**Material**
— START —
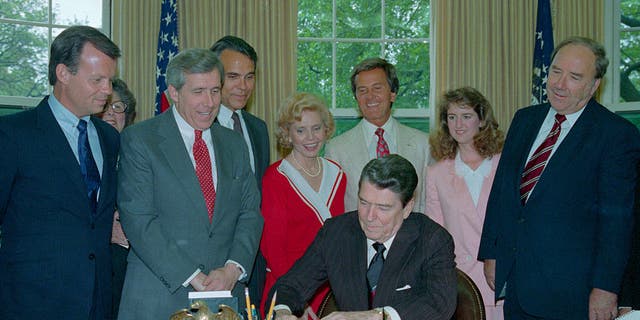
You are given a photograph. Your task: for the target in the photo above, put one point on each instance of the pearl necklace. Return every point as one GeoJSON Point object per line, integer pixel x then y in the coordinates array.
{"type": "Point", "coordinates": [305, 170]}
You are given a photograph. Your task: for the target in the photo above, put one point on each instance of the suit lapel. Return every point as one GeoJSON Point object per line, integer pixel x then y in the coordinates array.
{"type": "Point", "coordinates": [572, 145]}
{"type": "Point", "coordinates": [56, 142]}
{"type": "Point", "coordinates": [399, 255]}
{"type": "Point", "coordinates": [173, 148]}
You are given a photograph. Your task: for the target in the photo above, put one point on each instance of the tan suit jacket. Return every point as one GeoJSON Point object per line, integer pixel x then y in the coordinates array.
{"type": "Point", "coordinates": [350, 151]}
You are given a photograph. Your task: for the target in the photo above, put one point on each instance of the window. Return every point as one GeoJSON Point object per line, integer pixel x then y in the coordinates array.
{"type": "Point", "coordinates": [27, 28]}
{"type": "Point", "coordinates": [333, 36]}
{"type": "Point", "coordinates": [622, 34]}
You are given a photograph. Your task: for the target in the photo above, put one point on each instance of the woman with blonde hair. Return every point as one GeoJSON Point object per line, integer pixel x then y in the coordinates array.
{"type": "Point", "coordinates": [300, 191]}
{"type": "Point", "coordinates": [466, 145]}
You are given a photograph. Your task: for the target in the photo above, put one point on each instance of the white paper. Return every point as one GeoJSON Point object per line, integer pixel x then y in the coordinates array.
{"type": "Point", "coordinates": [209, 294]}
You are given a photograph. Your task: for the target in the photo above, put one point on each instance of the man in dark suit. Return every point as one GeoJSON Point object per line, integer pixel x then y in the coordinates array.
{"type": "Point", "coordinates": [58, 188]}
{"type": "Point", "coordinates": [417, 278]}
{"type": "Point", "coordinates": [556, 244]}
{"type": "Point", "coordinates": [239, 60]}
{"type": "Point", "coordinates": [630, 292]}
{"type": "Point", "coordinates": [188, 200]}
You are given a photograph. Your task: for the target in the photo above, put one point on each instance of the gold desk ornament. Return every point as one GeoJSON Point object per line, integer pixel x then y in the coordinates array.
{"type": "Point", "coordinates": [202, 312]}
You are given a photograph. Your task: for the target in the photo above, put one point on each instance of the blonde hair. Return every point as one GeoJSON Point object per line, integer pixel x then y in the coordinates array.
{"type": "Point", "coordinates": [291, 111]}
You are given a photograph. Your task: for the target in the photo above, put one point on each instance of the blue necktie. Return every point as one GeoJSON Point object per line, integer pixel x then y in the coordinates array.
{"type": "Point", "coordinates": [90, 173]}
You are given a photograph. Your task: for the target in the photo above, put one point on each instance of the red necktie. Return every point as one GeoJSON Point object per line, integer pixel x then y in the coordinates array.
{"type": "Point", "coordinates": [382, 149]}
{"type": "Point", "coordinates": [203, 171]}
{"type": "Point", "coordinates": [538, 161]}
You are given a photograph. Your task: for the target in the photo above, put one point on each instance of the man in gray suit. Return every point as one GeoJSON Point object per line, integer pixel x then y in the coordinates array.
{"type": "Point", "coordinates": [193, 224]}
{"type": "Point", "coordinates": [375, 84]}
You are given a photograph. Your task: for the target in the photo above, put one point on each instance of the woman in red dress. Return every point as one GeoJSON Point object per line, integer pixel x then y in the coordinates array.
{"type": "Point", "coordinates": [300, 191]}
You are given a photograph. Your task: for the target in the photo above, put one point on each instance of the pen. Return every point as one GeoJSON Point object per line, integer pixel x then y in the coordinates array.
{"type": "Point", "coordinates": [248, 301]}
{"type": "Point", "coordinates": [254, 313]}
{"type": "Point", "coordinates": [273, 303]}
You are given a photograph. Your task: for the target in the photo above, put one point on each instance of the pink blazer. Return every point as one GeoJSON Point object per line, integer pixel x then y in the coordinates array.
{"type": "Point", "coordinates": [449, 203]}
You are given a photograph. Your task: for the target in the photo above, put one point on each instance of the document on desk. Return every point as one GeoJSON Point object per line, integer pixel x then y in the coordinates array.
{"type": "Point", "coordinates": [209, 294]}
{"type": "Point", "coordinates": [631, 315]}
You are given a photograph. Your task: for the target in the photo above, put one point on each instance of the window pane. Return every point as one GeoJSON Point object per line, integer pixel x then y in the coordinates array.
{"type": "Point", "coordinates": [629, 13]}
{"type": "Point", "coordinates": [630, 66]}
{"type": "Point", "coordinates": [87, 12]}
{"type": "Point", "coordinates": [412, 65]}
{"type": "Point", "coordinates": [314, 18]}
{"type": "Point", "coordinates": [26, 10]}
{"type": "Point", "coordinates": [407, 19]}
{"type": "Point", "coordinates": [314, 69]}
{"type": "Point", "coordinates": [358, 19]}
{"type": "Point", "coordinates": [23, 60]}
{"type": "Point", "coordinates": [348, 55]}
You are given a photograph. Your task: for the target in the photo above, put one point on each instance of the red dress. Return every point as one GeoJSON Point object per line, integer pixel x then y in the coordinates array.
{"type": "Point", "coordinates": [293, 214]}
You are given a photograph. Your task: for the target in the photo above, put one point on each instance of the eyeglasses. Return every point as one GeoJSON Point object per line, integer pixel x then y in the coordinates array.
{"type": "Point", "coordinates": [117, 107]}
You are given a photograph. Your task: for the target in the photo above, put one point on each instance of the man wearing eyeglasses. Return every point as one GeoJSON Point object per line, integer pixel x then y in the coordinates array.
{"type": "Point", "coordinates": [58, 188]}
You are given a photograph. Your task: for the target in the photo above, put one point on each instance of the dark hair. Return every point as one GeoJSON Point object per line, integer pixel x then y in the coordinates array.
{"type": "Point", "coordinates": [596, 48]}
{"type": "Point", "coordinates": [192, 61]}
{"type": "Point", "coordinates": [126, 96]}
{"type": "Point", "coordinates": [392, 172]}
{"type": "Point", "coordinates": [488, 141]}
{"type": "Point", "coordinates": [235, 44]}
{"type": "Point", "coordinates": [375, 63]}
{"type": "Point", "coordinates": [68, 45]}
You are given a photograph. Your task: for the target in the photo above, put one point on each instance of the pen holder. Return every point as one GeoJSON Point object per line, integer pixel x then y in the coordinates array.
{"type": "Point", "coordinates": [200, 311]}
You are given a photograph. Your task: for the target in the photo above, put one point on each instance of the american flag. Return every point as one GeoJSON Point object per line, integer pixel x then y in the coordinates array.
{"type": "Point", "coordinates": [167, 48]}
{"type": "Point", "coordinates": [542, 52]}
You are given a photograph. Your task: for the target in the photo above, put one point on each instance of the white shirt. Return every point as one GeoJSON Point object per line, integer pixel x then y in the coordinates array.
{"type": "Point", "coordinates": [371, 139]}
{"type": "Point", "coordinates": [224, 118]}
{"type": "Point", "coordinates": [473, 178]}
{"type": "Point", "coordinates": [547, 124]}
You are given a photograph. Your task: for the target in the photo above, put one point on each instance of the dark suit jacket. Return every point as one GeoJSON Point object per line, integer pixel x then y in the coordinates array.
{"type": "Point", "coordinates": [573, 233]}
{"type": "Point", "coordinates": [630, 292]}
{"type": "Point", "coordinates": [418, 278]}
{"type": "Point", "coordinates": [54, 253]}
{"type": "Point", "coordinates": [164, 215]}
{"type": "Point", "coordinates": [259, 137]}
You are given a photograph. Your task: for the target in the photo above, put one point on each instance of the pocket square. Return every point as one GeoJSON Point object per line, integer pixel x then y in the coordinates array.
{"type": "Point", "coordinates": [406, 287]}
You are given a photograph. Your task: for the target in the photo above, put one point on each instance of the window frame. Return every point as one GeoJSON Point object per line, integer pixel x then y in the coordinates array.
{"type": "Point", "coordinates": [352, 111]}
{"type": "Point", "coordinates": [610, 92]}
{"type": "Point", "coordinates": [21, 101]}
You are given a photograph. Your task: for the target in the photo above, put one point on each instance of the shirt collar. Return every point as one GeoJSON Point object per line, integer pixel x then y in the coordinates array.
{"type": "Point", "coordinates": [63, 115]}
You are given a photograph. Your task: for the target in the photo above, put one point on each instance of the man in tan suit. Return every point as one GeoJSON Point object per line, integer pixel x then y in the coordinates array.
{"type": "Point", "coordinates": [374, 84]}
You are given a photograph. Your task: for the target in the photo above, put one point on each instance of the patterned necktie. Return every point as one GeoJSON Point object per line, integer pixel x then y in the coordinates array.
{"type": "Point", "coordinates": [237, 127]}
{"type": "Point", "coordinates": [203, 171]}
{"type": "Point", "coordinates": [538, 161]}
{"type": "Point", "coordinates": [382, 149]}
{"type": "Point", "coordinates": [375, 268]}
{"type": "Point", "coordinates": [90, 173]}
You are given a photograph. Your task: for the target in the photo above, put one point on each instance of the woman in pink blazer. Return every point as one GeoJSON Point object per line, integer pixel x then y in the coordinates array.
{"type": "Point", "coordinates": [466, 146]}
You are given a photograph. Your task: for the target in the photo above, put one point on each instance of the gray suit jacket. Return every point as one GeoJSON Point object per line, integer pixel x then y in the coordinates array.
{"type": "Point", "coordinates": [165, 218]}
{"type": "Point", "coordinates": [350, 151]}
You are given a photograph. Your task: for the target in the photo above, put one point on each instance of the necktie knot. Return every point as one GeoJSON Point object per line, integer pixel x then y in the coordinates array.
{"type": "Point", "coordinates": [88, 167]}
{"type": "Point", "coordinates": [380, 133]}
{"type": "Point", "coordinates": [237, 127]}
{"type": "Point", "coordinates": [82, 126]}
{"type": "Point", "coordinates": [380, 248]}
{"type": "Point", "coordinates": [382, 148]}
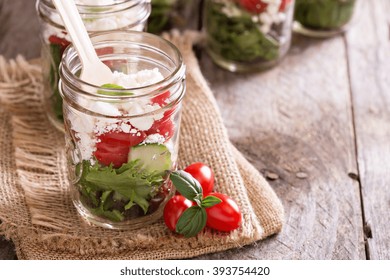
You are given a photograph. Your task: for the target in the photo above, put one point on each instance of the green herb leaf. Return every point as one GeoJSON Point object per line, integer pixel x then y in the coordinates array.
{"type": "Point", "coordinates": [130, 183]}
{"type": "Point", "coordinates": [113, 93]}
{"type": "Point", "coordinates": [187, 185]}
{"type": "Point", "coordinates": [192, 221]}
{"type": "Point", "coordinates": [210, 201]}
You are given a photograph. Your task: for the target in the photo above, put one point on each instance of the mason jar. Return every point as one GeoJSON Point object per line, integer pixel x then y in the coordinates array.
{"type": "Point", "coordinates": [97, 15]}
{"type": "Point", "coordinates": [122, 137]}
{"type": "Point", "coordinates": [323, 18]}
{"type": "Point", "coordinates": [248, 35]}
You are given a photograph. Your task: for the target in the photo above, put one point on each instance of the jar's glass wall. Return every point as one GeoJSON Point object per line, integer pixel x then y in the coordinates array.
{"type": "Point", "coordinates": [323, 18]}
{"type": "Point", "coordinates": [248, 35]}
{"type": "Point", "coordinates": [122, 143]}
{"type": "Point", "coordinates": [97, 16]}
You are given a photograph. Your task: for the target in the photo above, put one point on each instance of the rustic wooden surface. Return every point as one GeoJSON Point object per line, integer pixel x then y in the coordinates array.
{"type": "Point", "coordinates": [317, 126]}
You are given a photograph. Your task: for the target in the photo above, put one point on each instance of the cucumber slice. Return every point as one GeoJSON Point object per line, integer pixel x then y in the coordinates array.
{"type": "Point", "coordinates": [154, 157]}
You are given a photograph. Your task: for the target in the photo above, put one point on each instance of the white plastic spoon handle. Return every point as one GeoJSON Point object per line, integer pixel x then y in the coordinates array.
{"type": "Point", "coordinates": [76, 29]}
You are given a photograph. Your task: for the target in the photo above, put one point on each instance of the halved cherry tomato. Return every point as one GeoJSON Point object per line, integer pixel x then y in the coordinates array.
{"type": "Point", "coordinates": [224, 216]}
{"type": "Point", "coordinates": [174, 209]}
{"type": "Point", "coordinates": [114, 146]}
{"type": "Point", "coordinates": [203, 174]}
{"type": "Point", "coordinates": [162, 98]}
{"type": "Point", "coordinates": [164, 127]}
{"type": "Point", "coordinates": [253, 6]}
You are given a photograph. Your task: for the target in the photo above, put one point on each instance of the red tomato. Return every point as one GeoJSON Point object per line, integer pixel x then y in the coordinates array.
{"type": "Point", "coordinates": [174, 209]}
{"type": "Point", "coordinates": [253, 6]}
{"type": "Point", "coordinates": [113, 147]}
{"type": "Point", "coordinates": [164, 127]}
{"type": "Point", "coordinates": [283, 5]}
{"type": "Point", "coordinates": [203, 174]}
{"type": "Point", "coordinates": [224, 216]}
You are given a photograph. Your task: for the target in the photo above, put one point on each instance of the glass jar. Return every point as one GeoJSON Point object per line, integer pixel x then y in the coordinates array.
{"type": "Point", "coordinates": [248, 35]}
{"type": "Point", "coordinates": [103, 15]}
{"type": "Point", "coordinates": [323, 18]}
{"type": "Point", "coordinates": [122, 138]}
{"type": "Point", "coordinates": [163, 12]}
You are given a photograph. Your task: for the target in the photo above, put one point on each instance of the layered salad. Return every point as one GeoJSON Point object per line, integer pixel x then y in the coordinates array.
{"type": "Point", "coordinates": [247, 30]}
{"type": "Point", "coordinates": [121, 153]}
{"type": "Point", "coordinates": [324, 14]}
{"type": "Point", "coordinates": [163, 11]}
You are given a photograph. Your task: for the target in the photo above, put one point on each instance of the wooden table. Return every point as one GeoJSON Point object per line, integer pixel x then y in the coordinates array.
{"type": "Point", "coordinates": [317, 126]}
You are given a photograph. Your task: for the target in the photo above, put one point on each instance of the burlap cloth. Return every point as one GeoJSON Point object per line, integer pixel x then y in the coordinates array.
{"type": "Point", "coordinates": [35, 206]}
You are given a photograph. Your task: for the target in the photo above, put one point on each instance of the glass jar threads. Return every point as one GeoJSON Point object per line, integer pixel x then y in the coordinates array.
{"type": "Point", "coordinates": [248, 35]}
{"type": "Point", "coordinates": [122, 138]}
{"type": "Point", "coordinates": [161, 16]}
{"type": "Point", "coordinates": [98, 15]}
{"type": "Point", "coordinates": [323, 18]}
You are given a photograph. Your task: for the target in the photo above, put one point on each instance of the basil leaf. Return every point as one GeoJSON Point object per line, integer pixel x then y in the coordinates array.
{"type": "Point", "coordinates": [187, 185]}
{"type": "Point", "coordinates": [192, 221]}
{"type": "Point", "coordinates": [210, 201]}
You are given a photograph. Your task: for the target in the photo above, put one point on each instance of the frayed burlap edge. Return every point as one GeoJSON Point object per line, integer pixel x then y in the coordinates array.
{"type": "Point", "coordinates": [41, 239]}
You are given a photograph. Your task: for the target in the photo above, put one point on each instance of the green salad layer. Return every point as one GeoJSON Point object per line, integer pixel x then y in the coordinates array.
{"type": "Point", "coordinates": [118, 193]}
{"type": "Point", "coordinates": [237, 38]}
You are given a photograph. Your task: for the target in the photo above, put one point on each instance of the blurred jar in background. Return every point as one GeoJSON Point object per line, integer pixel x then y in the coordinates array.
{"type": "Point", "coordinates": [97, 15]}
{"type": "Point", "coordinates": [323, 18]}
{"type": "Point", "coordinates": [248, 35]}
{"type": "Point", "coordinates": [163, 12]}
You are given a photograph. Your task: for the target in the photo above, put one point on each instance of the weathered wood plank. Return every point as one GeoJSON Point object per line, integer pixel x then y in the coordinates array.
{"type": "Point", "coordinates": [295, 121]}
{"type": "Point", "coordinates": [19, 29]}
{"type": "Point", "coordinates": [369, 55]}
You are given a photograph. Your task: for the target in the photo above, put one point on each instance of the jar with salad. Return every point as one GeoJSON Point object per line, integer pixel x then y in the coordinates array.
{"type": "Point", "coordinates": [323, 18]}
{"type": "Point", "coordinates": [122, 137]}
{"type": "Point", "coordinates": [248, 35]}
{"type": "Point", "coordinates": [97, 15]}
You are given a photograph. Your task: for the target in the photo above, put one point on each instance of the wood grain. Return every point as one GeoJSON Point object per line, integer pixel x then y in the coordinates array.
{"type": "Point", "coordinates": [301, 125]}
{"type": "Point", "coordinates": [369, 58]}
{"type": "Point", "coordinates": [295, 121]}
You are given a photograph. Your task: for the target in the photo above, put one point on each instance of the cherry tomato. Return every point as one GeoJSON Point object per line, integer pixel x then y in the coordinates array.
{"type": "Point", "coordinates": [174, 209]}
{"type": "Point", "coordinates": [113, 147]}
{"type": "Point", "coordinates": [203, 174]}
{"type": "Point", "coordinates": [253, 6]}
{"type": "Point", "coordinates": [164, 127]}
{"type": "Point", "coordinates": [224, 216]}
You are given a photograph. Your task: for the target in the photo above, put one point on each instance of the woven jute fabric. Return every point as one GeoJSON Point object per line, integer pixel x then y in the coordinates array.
— END —
**Your objective**
Quote word for word every line from the one containing "the jar with" through the final line, including both.

**Output for this exercise**
You are given a photograph. Your task: for the target in the photo above, put one point on each instance of the jar with salad. Return every point as one GeoJSON Point object per line, integer pixel x then y in the coordinates array.
{"type": "Point", "coordinates": [323, 18]}
{"type": "Point", "coordinates": [122, 137]}
{"type": "Point", "coordinates": [248, 35]}
{"type": "Point", "coordinates": [97, 15]}
You are given a photograph. Your task: for the target in the photo above, put one point on each instance of the wood grain. Return every point as one GeoJSON Point object per line, integer pixel x then y in the coordinates array.
{"type": "Point", "coordinates": [301, 125]}
{"type": "Point", "coordinates": [369, 58]}
{"type": "Point", "coordinates": [295, 121]}
You are given a photograph. Your task: for the target in the photo above, put one point on each instance of the cherry tomato. Return every point as one GeoJSON Point object per line, integer pixel x then y in the coordinates array.
{"type": "Point", "coordinates": [174, 209]}
{"type": "Point", "coordinates": [113, 147]}
{"type": "Point", "coordinates": [203, 174]}
{"type": "Point", "coordinates": [253, 6]}
{"type": "Point", "coordinates": [164, 127]}
{"type": "Point", "coordinates": [224, 216]}
You are given a photograph. Your task: for the target in the photo above, put one point on each instance of the woven jute fabric. Return every point as one GeoJSON Point object per line, integer pixel x then y in the coordinates array.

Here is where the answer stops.